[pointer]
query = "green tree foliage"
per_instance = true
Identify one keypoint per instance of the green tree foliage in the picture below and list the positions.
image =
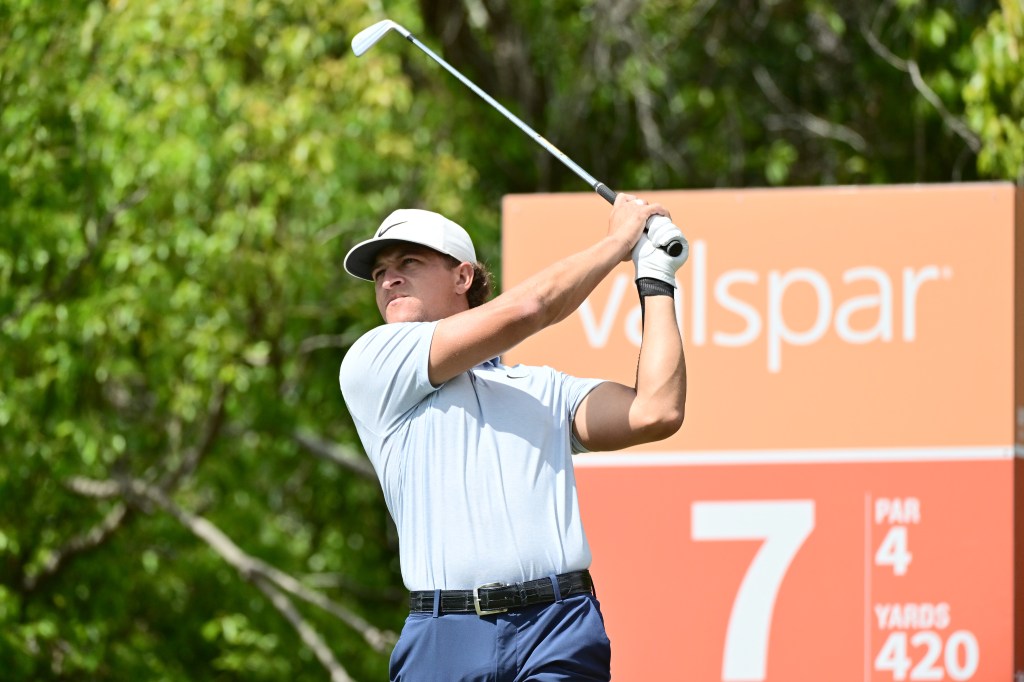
(994, 93)
(182, 495)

Aim of the exercise =>
Rescale the items above: rewrite every line, requests included, but multiply each coordinate in the answers by 1.3 and round to a whole number, with halves rounded up. Leave the pictures out of your answer.

Full solution =>
[pointer]
query = "green tree foliage"
per_instance = true
Identify one keypoint per instance of the green tree foliage in the picture below and list the positions.
image =
(1292, 121)
(237, 644)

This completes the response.